Segment Start: Reading passage
Macadamia nuts
Food lexicon

Macadamia nuts

The queen of nuts from the other side of the world

Macadamia nuts are distinguished by their hard shell and soft core. They are rich in good fats and the highlight of many recipes.

Macadamia Nut – Interesting Facts

Macadamia nuts originate in Australia and have been consumed by the aboriginal population for years. However, their name was given to them by the Scottish-Australian chemist John Macadam. Due to their hard shells macadamia nuts usually have to be cracked using a machine and are then sold in bags or jars. They are also available with the shell still on, which requires a leverage nut cracker.

The high fat content of macadamia nuts makes them very high in calories, but they are nevertheless considered healthy. Similarly to avocados, macadamia nuts contain unsaturated fatty acids. They are also rich in plant protein, magnesium, phosphorous, calcium and vitamin B. As a tasty snack or as an ingredient in sweet or savoury dishes, macadamia nuts are a healthy option. Another elegant addition to many meals is aromatic macadamia nut oil.

Food Facts

Macadamia Nut




780 kcal per 100g


5g carbohydrate, 9g fibre, 78g fat, 9g protein per 100g


available year-round


store cool, dry and dark

Shelf life

up to two years in their shells

Macadamia Nut – Origin and Characteristics

Macadamia nuts grow on evergreen trees of the sugar bush family. The trees grow up to 15 metres and take 7 to 10 years to bear fruit. They have pink or purple blossoms and form small, round fruits. Macadamia nuts require a lot of processing once harvested, which makes them one of the more expensive types of nut. Once harvested, the seeds have to be removed from the green fruit pod, dried and mechanically cracked. The crunchy yet soft consistency of the cream coloured nut makes all this work worthwhile.

Aside from Australia, the tasty nuts are also cultivated in countries such as New Zealand, South Africa, Israel, Brazil and the US. Due to the different maturation periods in the various areas of cultivation, the nuts are available all year round. In order to retain the flavour of the nut, they are best stored in a sealed container, and ground or chopped shortly before use.

Macadamia Nut – Uses

Macadamia nuts are ideal as a crunchy contrast to the otherwise soft texture of an exotic fruit salad, chopped up as a crust for fish or included in biscuit dough. To really highlight the special nut, combine it with almond flakes, lemon balm, lime juice and maple syrup to make a delicious pesto, which goes well with grilled watermelon.

Mixing macadamia nut oil with egg yolk, lime juice, brown sugar and some curry powder results in an unusual salad dressing that goes well with green salads or chicory. Macadamia nut oil can also be used to lend vegan banana pancakes a buttery note. Mash up a ripe banana and mix with flour, soya milk, vanilla sugar, cardamom powder, a little salt and, of course, macadamia nut oil before frying. Maple syrup and berries finish off this healthy and delicious breakfast option.
Segment End: Reading passage
Segment Start: Input data
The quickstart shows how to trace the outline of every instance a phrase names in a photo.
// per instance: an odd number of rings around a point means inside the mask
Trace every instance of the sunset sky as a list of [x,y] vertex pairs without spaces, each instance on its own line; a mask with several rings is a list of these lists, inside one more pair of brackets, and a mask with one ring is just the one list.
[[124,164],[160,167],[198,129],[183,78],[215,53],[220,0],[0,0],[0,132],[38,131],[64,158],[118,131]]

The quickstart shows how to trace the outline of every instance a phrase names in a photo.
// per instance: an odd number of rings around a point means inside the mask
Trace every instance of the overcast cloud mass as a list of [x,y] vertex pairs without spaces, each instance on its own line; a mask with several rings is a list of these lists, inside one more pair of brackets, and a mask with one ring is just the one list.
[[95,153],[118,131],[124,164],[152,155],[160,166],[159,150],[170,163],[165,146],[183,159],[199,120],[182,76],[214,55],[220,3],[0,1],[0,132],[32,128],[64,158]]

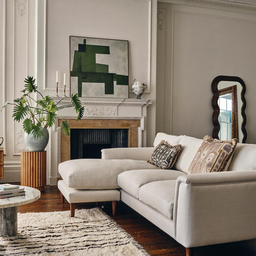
Segment End: Input data
Exercise requirements>
(a) Name every nutrient that the food lexicon entry on macadamia nuts says they are rich in, apart from the good fats.
(b) For each statement, say whether it agrees with the food lexicon entry on macadamia nuts, and quote the words that decide it: (i) Macadamia trees take several years before they produce fruit. (ii) The nuts were named by the aboriginal population of Australia. (iii) Macadamia trees have white blossoms.

Answers>
(a) Plant protein, magnesium, phosphorous, calcium, and vitamin B.

(b)
(i) Yes: "take 7 to 10 years to bear fruit"
(ii) No: "their name was given to them by the Scottish-Australian chemist John Macadam"
(iii) No: "They have pink or purple blossoms"